START Given data
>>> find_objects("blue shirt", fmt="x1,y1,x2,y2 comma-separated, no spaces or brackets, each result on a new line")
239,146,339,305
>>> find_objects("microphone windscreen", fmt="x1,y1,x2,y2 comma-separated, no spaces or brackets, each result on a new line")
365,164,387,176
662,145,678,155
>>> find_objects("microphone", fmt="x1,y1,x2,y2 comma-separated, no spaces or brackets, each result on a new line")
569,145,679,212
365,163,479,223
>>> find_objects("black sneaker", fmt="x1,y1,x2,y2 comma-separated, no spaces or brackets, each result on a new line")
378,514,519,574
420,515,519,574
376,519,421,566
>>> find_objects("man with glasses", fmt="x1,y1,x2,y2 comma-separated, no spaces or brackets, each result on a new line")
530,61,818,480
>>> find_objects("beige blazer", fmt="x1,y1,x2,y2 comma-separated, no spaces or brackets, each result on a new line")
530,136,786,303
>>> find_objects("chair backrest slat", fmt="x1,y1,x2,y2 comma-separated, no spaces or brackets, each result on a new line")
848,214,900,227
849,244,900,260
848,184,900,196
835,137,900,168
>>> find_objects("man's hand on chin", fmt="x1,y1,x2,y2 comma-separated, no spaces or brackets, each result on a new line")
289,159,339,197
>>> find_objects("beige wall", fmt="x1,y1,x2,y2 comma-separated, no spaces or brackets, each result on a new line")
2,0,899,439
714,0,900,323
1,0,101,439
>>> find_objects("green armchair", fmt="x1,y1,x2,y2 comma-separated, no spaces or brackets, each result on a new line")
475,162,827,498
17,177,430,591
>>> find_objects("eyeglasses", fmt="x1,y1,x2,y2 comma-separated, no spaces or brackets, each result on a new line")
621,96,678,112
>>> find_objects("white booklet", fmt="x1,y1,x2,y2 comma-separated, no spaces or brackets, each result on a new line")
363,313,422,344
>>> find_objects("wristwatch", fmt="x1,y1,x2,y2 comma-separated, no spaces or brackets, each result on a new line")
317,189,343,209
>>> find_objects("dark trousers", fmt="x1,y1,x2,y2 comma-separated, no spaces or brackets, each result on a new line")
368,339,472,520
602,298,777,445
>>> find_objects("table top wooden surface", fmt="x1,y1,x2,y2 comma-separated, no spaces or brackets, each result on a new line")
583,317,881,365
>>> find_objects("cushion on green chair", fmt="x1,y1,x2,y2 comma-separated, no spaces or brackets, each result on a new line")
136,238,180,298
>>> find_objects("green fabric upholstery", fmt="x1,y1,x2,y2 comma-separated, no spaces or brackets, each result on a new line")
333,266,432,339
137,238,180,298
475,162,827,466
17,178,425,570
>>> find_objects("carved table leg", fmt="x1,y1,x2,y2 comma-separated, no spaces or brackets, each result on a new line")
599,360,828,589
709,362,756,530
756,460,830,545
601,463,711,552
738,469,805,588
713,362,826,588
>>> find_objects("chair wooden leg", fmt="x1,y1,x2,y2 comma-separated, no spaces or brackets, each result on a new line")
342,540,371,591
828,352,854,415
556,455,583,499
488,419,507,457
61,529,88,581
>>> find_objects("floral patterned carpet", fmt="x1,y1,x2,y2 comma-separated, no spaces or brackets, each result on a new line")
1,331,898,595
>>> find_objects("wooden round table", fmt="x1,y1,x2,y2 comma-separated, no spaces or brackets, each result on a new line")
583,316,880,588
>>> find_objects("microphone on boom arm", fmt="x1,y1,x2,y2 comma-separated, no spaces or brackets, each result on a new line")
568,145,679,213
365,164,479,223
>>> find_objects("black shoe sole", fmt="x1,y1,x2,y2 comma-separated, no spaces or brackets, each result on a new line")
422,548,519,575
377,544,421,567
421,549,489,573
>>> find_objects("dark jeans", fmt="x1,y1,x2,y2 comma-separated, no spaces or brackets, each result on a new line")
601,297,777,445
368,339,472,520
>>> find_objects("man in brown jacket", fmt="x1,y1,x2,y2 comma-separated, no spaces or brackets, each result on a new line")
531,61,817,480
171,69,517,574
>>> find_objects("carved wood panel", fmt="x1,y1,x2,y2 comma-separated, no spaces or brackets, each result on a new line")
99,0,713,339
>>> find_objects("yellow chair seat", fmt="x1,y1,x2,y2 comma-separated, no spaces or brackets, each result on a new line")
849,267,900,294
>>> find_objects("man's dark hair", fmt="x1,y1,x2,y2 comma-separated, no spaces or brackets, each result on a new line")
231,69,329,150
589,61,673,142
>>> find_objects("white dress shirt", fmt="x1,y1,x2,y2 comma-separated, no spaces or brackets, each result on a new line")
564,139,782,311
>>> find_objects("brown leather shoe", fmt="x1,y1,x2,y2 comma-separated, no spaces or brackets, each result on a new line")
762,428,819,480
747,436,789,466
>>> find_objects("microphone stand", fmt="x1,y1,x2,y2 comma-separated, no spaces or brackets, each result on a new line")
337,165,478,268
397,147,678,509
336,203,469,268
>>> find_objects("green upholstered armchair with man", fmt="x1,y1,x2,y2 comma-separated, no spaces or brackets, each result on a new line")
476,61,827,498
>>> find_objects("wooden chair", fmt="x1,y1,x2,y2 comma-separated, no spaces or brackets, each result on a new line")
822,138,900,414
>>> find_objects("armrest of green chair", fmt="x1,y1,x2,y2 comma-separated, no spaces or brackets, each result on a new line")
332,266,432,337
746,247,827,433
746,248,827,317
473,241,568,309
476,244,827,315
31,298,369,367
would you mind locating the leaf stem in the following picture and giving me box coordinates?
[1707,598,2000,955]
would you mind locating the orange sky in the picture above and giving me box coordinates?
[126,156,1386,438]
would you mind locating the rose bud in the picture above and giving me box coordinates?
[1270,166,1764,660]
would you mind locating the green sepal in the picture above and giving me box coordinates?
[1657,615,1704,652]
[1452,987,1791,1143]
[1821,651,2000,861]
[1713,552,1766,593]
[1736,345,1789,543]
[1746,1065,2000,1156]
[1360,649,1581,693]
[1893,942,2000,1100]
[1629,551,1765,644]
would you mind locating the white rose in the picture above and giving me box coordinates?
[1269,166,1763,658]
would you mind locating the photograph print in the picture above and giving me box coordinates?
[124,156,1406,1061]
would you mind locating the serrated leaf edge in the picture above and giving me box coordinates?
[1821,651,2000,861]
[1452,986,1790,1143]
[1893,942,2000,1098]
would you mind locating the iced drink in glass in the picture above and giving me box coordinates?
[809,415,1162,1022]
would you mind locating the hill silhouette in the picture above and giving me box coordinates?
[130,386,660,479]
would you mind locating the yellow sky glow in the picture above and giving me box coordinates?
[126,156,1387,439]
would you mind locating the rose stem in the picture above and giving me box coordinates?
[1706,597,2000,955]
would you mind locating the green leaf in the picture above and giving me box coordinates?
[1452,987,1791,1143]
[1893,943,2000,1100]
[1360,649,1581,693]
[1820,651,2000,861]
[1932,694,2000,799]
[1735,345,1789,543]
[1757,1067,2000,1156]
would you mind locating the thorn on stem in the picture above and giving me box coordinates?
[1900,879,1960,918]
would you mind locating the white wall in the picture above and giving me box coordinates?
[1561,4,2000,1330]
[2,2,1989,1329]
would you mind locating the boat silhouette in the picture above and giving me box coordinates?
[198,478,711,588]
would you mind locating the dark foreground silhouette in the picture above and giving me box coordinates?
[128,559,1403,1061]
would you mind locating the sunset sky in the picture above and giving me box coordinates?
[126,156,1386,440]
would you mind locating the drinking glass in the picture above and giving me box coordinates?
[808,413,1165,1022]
END Given data
▶ _What you have to do_
Set every line of the data down again, word for word.

▶ _Completed task_
>>> find_objects("blue shirt", fmt="x1,y1,x2,y2 comma-separated, no spaces or brackets, each result on a new line")
239,146,339,305
>>> find_objects("microphone windscreen", fmt="x1,y1,x2,y2 comma-separated, no spaces or brackets, each result on a new line")
365,164,387,176
662,145,678,155
>>> find_objects("microphone", fmt="x1,y1,x2,y2 comma-separated, no spaces or brackets, each result on a new line")
569,145,679,212
365,163,479,223
>>> find_objects("black sneaker", fmt="x1,y1,x2,y2 comma-separated, no spaces or brackets, each result on a new line")
378,514,519,574
420,515,519,574
376,519,421,566
>>> find_objects("man with glasses", fmt="x1,y1,x2,y2 comma-separated, no spaces or brackets, each result on a new line")
530,61,818,480
>>> find_objects("beige blazer", fmt="x1,y1,x2,y2 comma-separated, no spaces or brackets, each result on a new line")
530,136,786,303
>>> find_objects("chair backrest slat", fmt="x1,y1,x2,y2 comma-separated, no spaces or brackets, each result on a new line")
848,214,900,227
849,244,900,260
848,184,900,196
835,137,900,168
>>> find_objects("man's hand on chin", fmt="x1,y1,x2,y2 comma-separated, no spaces or brackets, each result on a new line")
289,159,339,197
>>> find_objects("beige wall", fmt="x1,y1,x2,y2 comma-separated, no spaces or brackets, each result on a new line")
2,0,899,439
714,0,900,323
1,0,101,439
>>> find_objects("green armchair", fmt="x1,y1,x2,y2 comma-separated, no spaces or brackets, each result on a new line")
475,162,827,498
17,177,430,591
>>> find_objects("eyeglasses", fmt="x1,y1,x2,y2 comma-separated, no spaces or brackets, each result on a new line")
621,96,678,112
>>> find_objects("white booklet", fmt="x1,y1,x2,y2 comma-separated, no spaces or brackets, each result on a new line")
363,313,422,344
>>> find_objects("wristwatch", fmt="x1,y1,x2,y2 comma-separated, no spaces or brackets, each result on a new line")
317,189,343,209
>>> find_objects("dark trousers", fmt="x1,y1,x2,y2 comma-separated, no spaces or brackets, each result on a new line")
368,339,472,520
602,298,777,445
>>> find_objects("table top wooden surface", fmt="x1,y1,x2,y2 comma-separated, no spaces or brackets, each result on a new line")
583,317,881,365
>>> find_objects("cushion on green chair", fmt="x1,y1,x2,y2 comma-separated, no spaces or brackets, each result on a new line")
136,238,180,298
>>> find_objects("green fabric upholstery", fmt="x1,y1,x2,y2 comma-separated, no spaces or brackets, each result on a new line")
333,266,432,339
137,238,180,298
475,162,827,466
17,178,425,570
>>> find_objects("carved table leg", fmt="x1,y1,x2,y2 comma-separated, no spaces or brackets, each result on a new line")
599,360,828,589
709,362,756,530
756,460,830,545
601,463,711,552
738,469,805,588
713,362,826,588
>>> find_objects("chair wooden leg", fmt="x1,y1,x2,y2 comma-separated, no spaces or brackets, each result on a new line")
342,540,371,591
828,352,854,415
556,455,583,499
488,419,507,457
61,529,88,581
>>> find_objects("floral patterned carpet", fmt="x1,y1,x2,y2 comma-separated, no spaces or brackets, each result on a new line")
1,331,898,595
>>> find_objects("wooden round table", fmt="x1,y1,x2,y2 comma-separated, no spaces or brackets, each result on a new line")
583,316,880,588
>>> find_objects("microphone on boom arm", fmt="x1,y1,x2,y2 comma-separated, no spaces or brackets, each result on a new line")
568,145,679,213
365,164,479,223
>>> find_objects("black shoe sole", fmt="x1,y1,x2,y2 comma-separated, no spaces or brackets, each result on a new line")
422,548,519,575
377,544,421,567
421,549,489,573
>>> find_objects("dark jeans", fmt="x1,y1,x2,y2 comma-separated, no spaces or brackets, each result on a new line")
601,297,777,445
368,339,472,520
>>> find_objects("man in brown jacket", fmt="x1,y1,x2,y2 comma-separated, no spaces or brackets, each result on a new line")
531,61,817,480
171,69,517,574
>>> find_objects("carved wood panel", fmt="x1,y1,x2,y2 comma-separated, no spaces or brackets, each result on a new line")
99,0,713,339
>>> find_objects("yellow chair seat", fmt="x1,y1,x2,y2 comma-separated, no spaces or brackets, each result on a new line")
849,267,900,294
>>> find_objects("man's dark hair", fmt="x1,y1,x2,y2 comma-separated, no spaces or brackets, each result on a new line")
231,69,329,150
589,61,673,142
>>> find_objects("white dress shirt", fmt="x1,y1,x2,y2 comma-separated, no spaces or brackets, each result on a new line")
564,139,782,311
>>> find_objects("brown leather shoe", fmt="x1,y1,x2,y2 comma-separated, no spaces or brackets, each result on a new line")
762,428,819,480
747,436,789,466
>>> find_objects("microphone stand", fmt="x1,y1,x2,y2 comma-separated, no spaces or brackets, each result on a new line")
337,165,478,268
397,147,678,509
336,203,469,268
>>> find_objects("green upholstered armchair with man", fmt="x1,y1,x2,y2 comma-separated, no spaces or brackets, each result on a new line")
476,61,827,498
>>> find_objects("wooden chair", fmt="x1,y1,x2,y2 comma-separated, no spaces or brackets, each result on a new line")
822,138,900,414
>>> find_objects("armrest of green chair", fmt="x1,y1,x2,y2 comma-separated, no spaces or brackets, each result on a new line")
332,266,432,337
746,247,827,433
746,248,827,317
473,241,568,309
476,244,827,315
31,298,369,367
would you mind locating the leaf stem in the following picture and giving me box coordinates?
[1707,598,2000,955]
would you mind locating the orange sky in the picture above and giving me box coordinates?
[126,156,1386,438]
would you mind locating the rose bud in the picture above and giving me box coordinates?
[1270,166,1764,660]
would you mind locating the green sepal in the picture above and giving me box coordinates?
[1657,615,1704,652]
[1452,987,1791,1143]
[1821,651,2000,861]
[1713,552,1766,593]
[1736,345,1789,543]
[1746,1065,2000,1156]
[1360,649,1581,693]
[1893,942,2000,1100]
[1629,551,1765,644]
would you mind locating the white rose in the picture above and giving me box coordinates?
[1269,166,1763,658]
would you mind locating the photograph print in the picture above and giving me box coordinates?
[124,156,1406,1061]
would you mind locating the serrated leaf edge in the picture above and giving me box coordinates?
[1821,651,2000,861]
[1452,986,1790,1143]
[1893,942,2000,1098]
would you mind locating the iced drink in glass in the picture above and giving me box coordinates?
[809,415,1162,1022]
would you mind locating the hill silhouette in the picture above and giving me box coordinates?
[130,386,660,479]
would you mind locating the yellow sky glow in the picture above and giving me box coordinates?
[126,156,1387,439]
would you mind locating the rose stem in the picture above and giving me box coordinates?
[1706,597,2000,955]
would you mind locating the green leaf in the picture above and giving me box coordinates?
[1452,987,1791,1143]
[1893,943,2000,1100]
[1360,649,1581,693]
[1820,651,2000,861]
[1932,694,2000,799]
[1735,345,1789,543]
[1757,1067,2000,1156]
would you mind locating the thorn on stem in the picture above and giving me box coordinates?
[1900,879,1960,918]
would you mind locating the white wall in the picture above and giving me box coordinates?
[1561,4,2000,1330]
[2,2,1989,1329]
would you mind locating the boat silhouette in the picture above and giving me box coordinates?
[198,478,711,588]
would you mind locating the dark foreground silhouette in the picture above and giving me box coordinates?
[128,559,1403,1061]
would you mind locating the sunset sky in the picture above and giving me box coordinates?
[126,156,1386,440]
would you mind locating the drinking glass in the picture above and giving me box coordinates?
[808,413,1165,1022]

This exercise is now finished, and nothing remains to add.